■ DOCUMENT SEGMENT:

Concerned public health experts have warned about the possibility of a new wave of infections from COVID-19 as the winter season approaches in the upcoming months.
The precaution was based on other respiratory viruses’ past behavior, which the novel coronavirus belongs to. When temperatures drop this fall and air become dry, the risk of getting infected likely increases.
But there’s a way for Americans, however, to avoid the risk of contracting the virus. It depends on whether people will practice advice to do hand-washing, mask-wearing, and social distancing.
“We will be faced with basically a double-barrel respiratory virus season, both influenza and COVID,” said Dr. William Schaffner, medical director for the National Foundation for Infectious Diseases and a professor of medicine at the Vanderbilt University School of Medicine in Tennessee.
The flu season usually approaches in December, and its peak could last until February in the northern hemisphere. In 2019, the US Centers for Disease Control and Prevention (CDC) recorded an estimated 61,000 deaths and 810,000 hospitalizations.
Since it has the same nature as the flu transmission, COVID-19’s seasonality is not determined yet. However, the way it spread points to a similar indication– coughs, sputters, and sneezes in tight and crowded areas.
History has also proven that compliance with social distancing can prevent the transmission of influenza and COVID-19, with the 1918 flu pandemic being the prime example.
Dr. Richard Kennedy, Mayo Clinic’s vaccine research lab’s co-director, said that when the spike of coronavirus cases in different communities began to occur, widespread lockdown and quarantine shaved “four to six weeks” off the flu season this year.
He said that such a case was “probably as a direct result of the social distancing and the mask-wearing and the shutdown.”
Will we see that same thing up here? The answer is, if we wear our masks and social distancing, yes. If we remain shut down, yes. But I don’t know if Americans are going to do any or all of the above… We’re seeing groups wanting to open the economy up regardless of the risks. Then we’re seeing people saying, ‘No, we want to shut down and we don’t care if the economy crashes.’
Dr. Richard Kennedy
The World Health Organization fully supports governments’ initiative to reopen communities. But they insisted that countries must be able to suppress the transmission of the virus to save lives.
“Opening up without having control is a recipe for disaster.”
WHO
As of the moment, there are more than 25.7 million people who have been infected by the novel coronavirus worldwide, which took the lives of 857,413 people, according to John Hopkins University’s data.

■ DATASET EXCERPTS:
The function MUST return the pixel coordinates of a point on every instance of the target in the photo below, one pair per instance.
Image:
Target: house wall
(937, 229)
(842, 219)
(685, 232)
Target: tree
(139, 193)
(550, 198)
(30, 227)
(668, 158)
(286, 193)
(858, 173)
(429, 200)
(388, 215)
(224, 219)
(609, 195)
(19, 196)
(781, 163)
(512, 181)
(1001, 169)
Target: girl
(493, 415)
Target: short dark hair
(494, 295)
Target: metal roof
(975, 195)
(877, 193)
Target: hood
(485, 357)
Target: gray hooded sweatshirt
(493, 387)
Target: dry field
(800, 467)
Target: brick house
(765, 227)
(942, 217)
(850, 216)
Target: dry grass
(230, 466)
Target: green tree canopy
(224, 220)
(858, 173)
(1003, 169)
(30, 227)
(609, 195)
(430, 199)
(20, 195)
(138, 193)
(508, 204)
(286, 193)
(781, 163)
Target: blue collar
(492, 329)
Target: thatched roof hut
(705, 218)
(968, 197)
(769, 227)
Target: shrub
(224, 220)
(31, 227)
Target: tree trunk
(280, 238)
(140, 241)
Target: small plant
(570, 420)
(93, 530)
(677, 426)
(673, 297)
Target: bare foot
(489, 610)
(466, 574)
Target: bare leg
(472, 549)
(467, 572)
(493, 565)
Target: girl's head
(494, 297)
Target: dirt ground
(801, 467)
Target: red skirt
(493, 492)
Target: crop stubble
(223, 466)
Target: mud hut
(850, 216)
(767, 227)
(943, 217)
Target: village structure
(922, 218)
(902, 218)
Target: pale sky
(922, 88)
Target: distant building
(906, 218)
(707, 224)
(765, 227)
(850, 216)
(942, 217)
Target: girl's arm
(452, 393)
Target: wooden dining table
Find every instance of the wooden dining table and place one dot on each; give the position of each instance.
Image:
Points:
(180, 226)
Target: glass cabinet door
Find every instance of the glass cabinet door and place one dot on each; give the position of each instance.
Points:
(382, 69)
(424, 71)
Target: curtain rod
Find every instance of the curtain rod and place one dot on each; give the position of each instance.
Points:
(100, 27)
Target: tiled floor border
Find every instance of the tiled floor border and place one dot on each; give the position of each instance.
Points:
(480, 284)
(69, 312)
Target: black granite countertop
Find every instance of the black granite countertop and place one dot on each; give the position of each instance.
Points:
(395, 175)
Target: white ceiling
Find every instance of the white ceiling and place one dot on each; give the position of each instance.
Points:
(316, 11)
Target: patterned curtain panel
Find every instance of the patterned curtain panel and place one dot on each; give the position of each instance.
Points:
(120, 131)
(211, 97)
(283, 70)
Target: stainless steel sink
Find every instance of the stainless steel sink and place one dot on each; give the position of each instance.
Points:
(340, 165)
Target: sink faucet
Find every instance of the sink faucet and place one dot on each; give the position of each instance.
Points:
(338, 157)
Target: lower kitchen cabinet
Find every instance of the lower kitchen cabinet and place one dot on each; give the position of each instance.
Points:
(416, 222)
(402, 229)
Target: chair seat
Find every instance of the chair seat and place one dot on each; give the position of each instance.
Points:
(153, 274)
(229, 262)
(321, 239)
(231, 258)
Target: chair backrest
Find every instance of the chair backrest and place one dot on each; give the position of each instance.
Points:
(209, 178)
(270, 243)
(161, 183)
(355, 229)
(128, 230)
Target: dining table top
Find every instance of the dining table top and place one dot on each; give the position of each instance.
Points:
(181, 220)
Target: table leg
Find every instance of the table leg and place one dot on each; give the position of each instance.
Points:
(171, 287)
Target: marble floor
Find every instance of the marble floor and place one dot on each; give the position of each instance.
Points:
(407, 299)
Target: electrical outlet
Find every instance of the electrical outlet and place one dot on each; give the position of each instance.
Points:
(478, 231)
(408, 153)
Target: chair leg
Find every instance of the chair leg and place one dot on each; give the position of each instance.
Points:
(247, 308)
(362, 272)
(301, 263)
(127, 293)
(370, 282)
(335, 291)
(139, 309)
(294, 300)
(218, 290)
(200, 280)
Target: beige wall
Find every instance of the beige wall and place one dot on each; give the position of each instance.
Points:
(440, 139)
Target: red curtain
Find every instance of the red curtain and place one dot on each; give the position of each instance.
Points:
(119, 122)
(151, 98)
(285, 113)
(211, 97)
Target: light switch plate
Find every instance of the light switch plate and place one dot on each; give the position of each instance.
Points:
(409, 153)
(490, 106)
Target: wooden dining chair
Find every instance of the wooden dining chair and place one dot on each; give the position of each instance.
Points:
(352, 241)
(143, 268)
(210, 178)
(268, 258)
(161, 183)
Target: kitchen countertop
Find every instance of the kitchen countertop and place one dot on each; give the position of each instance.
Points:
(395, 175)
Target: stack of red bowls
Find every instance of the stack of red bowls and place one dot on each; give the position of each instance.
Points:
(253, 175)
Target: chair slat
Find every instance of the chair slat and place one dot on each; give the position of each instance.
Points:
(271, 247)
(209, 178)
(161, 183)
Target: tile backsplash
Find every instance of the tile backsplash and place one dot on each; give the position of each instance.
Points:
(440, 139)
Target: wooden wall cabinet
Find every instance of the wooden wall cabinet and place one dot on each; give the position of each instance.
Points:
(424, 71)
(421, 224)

■ WHAT THE TASK REQUIRES: Summarize the passage on a possible winter wave of COVID-19 in two sentences.

■ RESULT OF THE EXERCISE: Public health experts have warned that a new wave of COVID-19 infections may come with winter: based on the past behavior of other respiratory viruses, the risk of infection likely rises when temperatures drop and the air becomes dry, and Dr. William Schaffner called it a "double-barrel" season of influenza and COVID. Hand-washing, mask-wearing and social distancing can help people avoid the virus, and Dr. Richard Kennedy said lockdown and quarantine shaved "four to six weeks" off the flu season this year, while the WHO supports reopening only if countries can suppress transmission.